== SUPPLIED PASSAGE ==
Nearly a quarter of a century ago, 167 men employed in the offshore oil and gas industry left for their work shifts and never returned home to their loved ones.
Dozens more returned to the mainland with physical injuries and mental scars that will stay with them for the rest of their days.
The Piper Alpha disaster – still the world’s worst offshore industrial tragedy – also changed the lives of the loved ones of all on board and it brought about fundamental changes to the way Scotland’s offshore industry treated the health and safety of its workers.
The Cullen Report that followed the public inquiry into the disaster strongly criticised health and safety procedures on the Piper Alpha platform and its 106 recommendations led to the introduction of more effective regulation across the wider North Sea industry, designed to ensure that such a horrific event never took place again.
This evening in the Scottish Parliament, MSPs from all parties, representatives of the oil and gas industry and other guests will gather to reflect on how the Piper Alpha disaster and its aftermath has changed the industry over the past 25 years.
The event – organised by the Institute of Occupational Safety and Health – is designed to remember the unimaginable tragedy on board, but also to look forward and consider the importance of health and safety in today’s industry and in the future.

== GOAL 1 ==
Please explain, in one to three sentences, what the Piper Alpha passage says the Institute of Occupational Safety and Health event in the Scottish Parliament is designed to do.
== GOAL 2 ==
In the Piper Alpha passage, how many recommendations did the Cullen Report contain?
== GOAL 3 ==
Carry on the Piper Alpha passage from the point where it stops.

== GIVEN ENTRIES ==
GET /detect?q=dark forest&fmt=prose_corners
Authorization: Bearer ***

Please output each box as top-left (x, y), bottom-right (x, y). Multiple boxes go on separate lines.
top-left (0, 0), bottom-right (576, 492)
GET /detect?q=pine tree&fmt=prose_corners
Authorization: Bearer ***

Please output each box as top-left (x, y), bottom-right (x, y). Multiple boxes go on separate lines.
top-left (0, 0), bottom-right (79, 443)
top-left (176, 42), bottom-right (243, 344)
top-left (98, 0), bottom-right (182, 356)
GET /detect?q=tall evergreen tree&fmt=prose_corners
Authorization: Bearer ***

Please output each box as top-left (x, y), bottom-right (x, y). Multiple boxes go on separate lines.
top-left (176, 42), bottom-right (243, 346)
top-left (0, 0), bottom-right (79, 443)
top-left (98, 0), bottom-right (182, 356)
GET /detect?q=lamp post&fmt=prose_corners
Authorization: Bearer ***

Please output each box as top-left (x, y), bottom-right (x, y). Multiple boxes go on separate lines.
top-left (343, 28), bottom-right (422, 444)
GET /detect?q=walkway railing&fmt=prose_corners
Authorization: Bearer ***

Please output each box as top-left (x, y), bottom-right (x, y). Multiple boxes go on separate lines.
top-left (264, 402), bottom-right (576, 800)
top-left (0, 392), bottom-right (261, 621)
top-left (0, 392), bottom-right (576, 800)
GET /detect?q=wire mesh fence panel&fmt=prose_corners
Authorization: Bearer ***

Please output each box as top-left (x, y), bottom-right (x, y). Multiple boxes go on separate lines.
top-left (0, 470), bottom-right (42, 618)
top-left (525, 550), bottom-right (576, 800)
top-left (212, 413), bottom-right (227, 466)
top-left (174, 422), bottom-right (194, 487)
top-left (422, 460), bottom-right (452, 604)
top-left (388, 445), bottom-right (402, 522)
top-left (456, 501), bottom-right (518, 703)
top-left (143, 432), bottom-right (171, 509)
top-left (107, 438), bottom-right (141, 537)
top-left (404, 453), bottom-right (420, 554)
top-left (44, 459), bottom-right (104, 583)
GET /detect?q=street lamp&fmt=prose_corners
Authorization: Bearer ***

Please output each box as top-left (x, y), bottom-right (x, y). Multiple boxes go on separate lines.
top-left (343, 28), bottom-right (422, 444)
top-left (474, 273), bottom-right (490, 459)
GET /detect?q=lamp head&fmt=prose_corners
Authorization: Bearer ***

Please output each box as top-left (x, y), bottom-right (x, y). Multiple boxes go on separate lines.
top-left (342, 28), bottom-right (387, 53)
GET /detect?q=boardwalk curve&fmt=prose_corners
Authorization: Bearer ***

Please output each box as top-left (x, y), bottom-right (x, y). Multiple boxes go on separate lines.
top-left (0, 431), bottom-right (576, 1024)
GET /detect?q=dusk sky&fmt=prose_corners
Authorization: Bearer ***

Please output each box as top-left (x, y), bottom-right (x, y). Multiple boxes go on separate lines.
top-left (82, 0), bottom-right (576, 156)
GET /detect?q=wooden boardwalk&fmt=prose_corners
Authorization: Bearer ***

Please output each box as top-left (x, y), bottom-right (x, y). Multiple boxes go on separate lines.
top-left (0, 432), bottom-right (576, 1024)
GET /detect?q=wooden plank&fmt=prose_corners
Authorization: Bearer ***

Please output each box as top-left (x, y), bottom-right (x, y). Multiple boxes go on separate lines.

== RIGHT ANSWER 1 ==
The event is designed to remember the tragedy on board Piper Alpha. It is also meant to look forward and consider the importance of health and safety in today's industry and in the future.

== RIGHT ANSWER 2 ==
106 recommendations.

== RIGHT ANSWER 3 ==
Indeed, the greatest tribute that the industry and government of today can pay to the 167 men who were lost is to never lose sight of the importance of this issue and continue to strive to make sure that each and every worker who goes offshore is able to come home safely to their families by making safety the industry’s first priority.
Following Piper Alpha, the message was understood loud and clear across the offshore sector that health and safety is not just a tick-box exercise – it is a crucial component to the success of a sector that is vitally important for Scotland, employing 200,000 people directly, with many more in work connected to the extensive supply chain.
My government remains absolutely committed to the industry and its workforce and to giving it every support in its ongoing work to improve offshore safety. I am therefore delighted to be speaking at tonight’s event, alongside Brian Appleton from the Cullen Inquiry, local MSP Lewis Macdonald and representatives from the IOSH and industry.
It forms part of a series of important commemorations of the Piper Alpha tragedy 25 years on. We have already seen the sterling work of the Pound for Piper campaign raise thousands for the upkeep of the memorial gardens in Aberdeen’s Hazlehead Park; a three-day safety conference in Aberdeen keeping this issue firmly at the forefront of the industry and the production of a powerful documentary – Fire in the Night – recording forever the important testimony of survivors and rescuers.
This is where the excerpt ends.